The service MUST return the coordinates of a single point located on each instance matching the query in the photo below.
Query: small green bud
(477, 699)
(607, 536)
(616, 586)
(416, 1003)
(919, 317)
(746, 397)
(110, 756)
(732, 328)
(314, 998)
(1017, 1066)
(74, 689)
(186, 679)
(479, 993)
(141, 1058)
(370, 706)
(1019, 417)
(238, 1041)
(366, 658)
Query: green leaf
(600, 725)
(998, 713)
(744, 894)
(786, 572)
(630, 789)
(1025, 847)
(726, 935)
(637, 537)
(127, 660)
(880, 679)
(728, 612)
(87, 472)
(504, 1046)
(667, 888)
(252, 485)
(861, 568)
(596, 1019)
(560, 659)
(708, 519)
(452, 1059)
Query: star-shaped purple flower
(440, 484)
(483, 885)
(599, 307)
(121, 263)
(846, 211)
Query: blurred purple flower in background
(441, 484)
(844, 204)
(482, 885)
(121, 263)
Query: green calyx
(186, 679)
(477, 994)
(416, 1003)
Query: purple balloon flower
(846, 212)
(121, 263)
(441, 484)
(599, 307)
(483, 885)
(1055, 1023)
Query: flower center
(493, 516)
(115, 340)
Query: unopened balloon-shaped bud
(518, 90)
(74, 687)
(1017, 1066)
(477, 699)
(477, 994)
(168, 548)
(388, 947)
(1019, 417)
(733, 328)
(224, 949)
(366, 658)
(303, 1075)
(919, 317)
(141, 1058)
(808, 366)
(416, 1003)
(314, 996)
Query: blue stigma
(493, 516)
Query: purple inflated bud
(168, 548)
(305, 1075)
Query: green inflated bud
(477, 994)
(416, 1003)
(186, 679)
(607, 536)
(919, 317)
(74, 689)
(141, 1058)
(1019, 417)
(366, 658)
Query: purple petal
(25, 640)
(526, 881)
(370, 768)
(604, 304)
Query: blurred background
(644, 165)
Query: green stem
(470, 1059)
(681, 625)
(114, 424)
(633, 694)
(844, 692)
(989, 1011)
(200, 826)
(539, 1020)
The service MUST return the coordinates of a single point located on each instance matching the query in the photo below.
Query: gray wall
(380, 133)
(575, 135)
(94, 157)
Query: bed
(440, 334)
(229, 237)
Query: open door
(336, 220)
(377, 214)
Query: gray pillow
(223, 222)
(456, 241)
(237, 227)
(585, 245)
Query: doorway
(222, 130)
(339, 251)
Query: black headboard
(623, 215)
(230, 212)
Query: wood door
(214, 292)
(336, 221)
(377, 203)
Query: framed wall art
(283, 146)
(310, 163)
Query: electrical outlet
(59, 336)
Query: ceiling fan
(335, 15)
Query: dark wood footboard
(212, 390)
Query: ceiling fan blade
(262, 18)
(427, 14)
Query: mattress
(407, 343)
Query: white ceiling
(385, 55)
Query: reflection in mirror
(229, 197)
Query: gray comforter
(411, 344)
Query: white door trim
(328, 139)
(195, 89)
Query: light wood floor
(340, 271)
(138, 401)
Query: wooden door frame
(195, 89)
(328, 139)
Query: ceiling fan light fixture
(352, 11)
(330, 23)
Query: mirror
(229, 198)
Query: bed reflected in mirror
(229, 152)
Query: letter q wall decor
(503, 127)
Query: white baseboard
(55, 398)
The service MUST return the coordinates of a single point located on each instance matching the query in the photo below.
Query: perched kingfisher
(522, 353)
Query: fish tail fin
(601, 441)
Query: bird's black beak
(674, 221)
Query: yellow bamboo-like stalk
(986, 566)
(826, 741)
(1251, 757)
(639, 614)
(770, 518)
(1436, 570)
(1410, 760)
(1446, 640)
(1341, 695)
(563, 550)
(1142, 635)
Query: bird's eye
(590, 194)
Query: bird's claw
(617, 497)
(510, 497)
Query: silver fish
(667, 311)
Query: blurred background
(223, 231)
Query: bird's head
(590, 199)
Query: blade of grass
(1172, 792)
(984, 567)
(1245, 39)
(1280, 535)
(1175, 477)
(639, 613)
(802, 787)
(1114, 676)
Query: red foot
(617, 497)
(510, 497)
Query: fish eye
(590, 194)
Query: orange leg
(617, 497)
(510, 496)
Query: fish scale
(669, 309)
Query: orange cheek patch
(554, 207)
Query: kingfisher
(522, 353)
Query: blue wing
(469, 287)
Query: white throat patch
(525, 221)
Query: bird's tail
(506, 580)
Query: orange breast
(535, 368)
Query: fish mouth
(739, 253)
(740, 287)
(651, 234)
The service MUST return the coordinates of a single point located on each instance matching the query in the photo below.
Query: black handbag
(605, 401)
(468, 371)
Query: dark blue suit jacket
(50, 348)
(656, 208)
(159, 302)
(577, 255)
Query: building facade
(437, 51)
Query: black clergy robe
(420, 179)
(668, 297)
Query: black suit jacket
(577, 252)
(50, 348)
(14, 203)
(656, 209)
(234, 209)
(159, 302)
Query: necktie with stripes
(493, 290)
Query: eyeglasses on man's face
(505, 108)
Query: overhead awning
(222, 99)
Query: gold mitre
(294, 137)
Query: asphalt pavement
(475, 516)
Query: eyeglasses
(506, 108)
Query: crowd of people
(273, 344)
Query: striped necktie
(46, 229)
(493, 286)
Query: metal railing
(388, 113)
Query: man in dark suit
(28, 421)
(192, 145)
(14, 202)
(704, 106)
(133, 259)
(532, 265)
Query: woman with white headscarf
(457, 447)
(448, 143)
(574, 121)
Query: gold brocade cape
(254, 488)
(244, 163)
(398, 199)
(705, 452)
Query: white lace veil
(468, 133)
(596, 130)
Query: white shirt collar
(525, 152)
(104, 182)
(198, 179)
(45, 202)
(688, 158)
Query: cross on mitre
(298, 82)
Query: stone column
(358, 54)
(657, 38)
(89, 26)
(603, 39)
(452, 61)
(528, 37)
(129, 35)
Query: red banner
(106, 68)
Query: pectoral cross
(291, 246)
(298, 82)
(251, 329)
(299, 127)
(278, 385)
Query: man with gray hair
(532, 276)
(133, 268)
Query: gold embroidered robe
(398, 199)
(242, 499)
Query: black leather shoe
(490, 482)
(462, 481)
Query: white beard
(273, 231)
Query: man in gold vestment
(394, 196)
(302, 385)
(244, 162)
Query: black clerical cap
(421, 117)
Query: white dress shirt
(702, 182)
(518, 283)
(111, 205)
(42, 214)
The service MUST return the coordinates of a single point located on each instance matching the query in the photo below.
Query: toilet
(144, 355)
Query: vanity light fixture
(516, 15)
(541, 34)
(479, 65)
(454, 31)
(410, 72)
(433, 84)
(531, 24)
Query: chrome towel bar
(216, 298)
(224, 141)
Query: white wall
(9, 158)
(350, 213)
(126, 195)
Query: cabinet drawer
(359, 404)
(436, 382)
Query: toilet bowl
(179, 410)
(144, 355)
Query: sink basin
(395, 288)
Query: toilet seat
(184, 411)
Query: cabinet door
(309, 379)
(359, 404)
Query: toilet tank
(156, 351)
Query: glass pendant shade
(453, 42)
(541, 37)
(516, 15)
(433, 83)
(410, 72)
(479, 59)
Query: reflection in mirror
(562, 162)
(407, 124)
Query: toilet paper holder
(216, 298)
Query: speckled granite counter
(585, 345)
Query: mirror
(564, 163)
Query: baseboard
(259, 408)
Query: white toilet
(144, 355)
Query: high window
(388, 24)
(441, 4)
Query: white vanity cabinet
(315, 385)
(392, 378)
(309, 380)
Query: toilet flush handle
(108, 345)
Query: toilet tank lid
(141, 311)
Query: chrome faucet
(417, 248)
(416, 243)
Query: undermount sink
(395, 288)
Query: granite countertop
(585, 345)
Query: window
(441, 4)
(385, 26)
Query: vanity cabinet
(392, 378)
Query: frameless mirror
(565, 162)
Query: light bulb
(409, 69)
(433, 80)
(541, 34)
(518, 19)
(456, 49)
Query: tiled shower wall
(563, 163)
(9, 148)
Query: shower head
------------------------------------------------------------
REQUIRED ACTION:
Only the lines from the one containing "Query: toilet flush handle" through the last line of the entries above should be copied, exactly as written.

WRITTEN RESPONSE:
Query: toilet flush handle
(108, 345)
Query: toilet tank lid
(141, 311)
Query: chrome faucet
(417, 248)
(416, 243)
Query: undermount sink
(395, 288)
Query: granite countertop
(585, 345)
Query: window
(441, 4)
(385, 26)
Query: vanity cabinet
(392, 378)
Query: frameless mirror
(565, 162)
Query: light bulb
(409, 69)
(433, 80)
(541, 34)
(518, 19)
(456, 49)
Query: tiled shower wall
(563, 163)
(9, 148)
Query: shower head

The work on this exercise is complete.